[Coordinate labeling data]
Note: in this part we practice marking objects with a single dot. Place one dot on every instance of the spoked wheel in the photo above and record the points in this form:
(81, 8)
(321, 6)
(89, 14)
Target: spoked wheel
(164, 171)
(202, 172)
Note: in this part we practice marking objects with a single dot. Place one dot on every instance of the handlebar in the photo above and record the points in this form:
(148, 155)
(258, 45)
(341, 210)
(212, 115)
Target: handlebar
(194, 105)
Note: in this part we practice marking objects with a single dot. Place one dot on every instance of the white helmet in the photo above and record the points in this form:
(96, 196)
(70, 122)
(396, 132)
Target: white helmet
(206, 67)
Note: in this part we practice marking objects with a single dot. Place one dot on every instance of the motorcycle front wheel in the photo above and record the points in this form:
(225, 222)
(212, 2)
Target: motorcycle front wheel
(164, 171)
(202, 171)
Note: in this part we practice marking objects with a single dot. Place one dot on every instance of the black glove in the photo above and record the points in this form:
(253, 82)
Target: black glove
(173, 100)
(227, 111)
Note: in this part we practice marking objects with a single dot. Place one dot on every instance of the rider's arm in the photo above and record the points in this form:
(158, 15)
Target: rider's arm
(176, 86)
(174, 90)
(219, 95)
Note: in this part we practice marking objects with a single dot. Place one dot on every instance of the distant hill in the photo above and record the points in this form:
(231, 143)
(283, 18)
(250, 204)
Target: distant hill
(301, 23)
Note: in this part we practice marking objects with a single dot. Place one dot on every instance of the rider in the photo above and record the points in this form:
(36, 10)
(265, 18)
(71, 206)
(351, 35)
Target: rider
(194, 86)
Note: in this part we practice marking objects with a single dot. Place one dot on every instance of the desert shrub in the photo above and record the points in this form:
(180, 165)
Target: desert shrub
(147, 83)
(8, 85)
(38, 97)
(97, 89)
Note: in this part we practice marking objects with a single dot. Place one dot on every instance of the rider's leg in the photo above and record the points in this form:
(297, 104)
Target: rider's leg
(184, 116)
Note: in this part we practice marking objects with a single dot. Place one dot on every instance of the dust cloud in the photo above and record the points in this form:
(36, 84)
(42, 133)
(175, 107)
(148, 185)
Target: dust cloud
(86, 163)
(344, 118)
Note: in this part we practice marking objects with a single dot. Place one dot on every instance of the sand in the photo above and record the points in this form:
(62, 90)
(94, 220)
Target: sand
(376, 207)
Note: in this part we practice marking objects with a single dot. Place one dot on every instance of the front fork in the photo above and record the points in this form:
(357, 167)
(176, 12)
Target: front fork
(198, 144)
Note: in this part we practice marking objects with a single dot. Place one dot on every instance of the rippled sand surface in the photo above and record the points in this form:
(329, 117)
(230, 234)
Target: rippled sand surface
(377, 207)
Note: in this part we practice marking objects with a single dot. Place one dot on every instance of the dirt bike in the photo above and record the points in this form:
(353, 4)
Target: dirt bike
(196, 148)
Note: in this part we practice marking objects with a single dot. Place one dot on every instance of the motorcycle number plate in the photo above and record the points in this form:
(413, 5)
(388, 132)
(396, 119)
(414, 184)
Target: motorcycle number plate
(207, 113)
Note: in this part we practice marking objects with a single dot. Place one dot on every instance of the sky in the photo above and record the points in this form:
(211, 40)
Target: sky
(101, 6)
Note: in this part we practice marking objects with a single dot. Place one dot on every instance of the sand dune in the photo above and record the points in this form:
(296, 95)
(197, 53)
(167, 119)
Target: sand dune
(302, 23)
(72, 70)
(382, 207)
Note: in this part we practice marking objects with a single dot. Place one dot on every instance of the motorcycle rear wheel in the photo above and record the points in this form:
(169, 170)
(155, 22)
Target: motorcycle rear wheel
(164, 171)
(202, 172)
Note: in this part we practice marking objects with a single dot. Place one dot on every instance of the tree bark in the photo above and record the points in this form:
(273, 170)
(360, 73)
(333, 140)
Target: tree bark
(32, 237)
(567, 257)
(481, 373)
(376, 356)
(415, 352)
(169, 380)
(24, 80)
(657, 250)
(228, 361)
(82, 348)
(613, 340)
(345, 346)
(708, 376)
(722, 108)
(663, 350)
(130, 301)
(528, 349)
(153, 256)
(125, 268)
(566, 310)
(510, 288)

## Aim of the exercise
Return the entries in full, keeping every line exactly as it is.

## Correct result
Note: in this part we practice marking objects with a single dot. Place one dot on every instance of the spoked wheel in the photo above and record the points in this form:
(81, 8)
(321, 6)
(89, 14)
Target: spoked wheel
(164, 171)
(202, 172)
Note: in this part we practice marking objects with a single dot. Place one dot on every instance of the handlebar in the photo above and record the points in this form:
(148, 155)
(258, 45)
(341, 210)
(212, 115)
Target: handlebar
(194, 105)
Note: in this part we practice marking objects with a single dot. Place one dot on every instance of the white helmet in the photo above and record the points in this form:
(96, 196)
(70, 122)
(396, 132)
Target: white helmet
(206, 67)
Note: in this part we practice marking objects with a single dot. Place one dot on every instance of the motorcycle front wheel in the photo above and record the points in this form:
(225, 222)
(212, 2)
Target: motorcycle front wheel
(164, 171)
(202, 171)
Note: in this part we practice marking objects with a single dot. Place one dot on every instance of the black glove in the photo above and record the points in this form:
(253, 82)
Target: black glove
(173, 100)
(227, 111)
Note: in this part we practice marking objects with a single dot. Place one dot on every instance of the rider's arm in the photo above and record the points in this form:
(158, 15)
Target: rider's arm
(176, 86)
(174, 90)
(219, 95)
Note: in this part we practice marking objects with a single dot. Place one dot on every instance of the distant hill in the photo above and record the points in this form:
(231, 143)
(283, 18)
(250, 204)
Target: distant hill
(301, 23)
Note: in this part we practice marking objects with a single dot. Place one dot on every instance of the rider in the photo above and record the points in this form:
(36, 10)
(265, 18)
(71, 206)
(351, 35)
Target: rider
(194, 86)
Note: in this part we practice marking objects with a single dot. Place one dot on every instance of the desert shrub in the photo above and record the points in this form:
(180, 165)
Target: desert shrub
(147, 83)
(8, 85)
(38, 97)
(97, 89)
Note: in this part we practice marking objects with a single dot. Place one dot on every instance of the rider's leg in the photo above and record the points in this form:
(297, 104)
Target: rider's leg
(184, 116)
Note: in this part we practice marking objects with a single dot. Place one dot on every instance of the dust cloud in the photo above and record the points in this form:
(36, 84)
(42, 133)
(175, 107)
(148, 185)
Target: dust cloud
(86, 163)
(344, 118)
Note: in this part we practice marking objects with a single dot. Place one dot on every instance of the sand in the photo above and record the points in this form:
(62, 90)
(94, 220)
Target: sand
(376, 207)
Note: in this part we practice marking objects with a single dot. Place one dot on every instance of the front fork in the photo above and record the points in this form:
(357, 167)
(176, 12)
Target: front fork
(198, 144)
Note: in this part we practice marking objects with a single dot. Place one dot on every instance of the rippled sand surface in the photo above and record the points in this form:
(329, 117)
(230, 234)
Target: rippled sand surface
(377, 207)
Note: in this part we practice marking objects with a single dot. Place one dot on every instance of the dirt bike in the photo above and record the points in this form:
(353, 4)
Target: dirt bike
(196, 148)
Note: in this part we practice marking objects with a single dot. Place one dot on every instance of the motorcycle number plate in the photo above and record the points in this form:
(413, 5)
(388, 132)
(396, 119)
(414, 184)
Target: motorcycle number plate
(207, 113)
Note: in this part we practice marking objects with a single dot. Place one dot on every instance of the sky in the photo above and record the points in this form:
(211, 40)
Target: sky
(101, 6)
Note: in this part we practice marking objects with a single dot. Place one dot on every instance of the sand dune in the photo above and record the points in this form:
(296, 95)
(197, 53)
(167, 119)
Target: sand dune
(302, 23)
(72, 70)
(382, 207)
Note: in this part we practice marking objects with a single dot. Place one dot on every instance of the motorcycle rear wheel in the photo above and record the points in this form:
(169, 170)
(155, 22)
Target: motorcycle rear wheel
(164, 171)
(202, 172)
Note: in this part we practice marking objects with a single dot. Place one dot on every instance of the tree bark in the photo above and record the points in this form:
(273, 170)
(360, 73)
(333, 140)
Target: tree bark
(32, 237)
(567, 257)
(481, 373)
(376, 356)
(415, 352)
(169, 380)
(24, 80)
(657, 250)
(228, 361)
(82, 348)
(613, 340)
(345, 346)
(708, 376)
(722, 108)
(663, 350)
(130, 301)
(528, 349)
(153, 256)
(125, 268)
(566, 310)
(510, 288)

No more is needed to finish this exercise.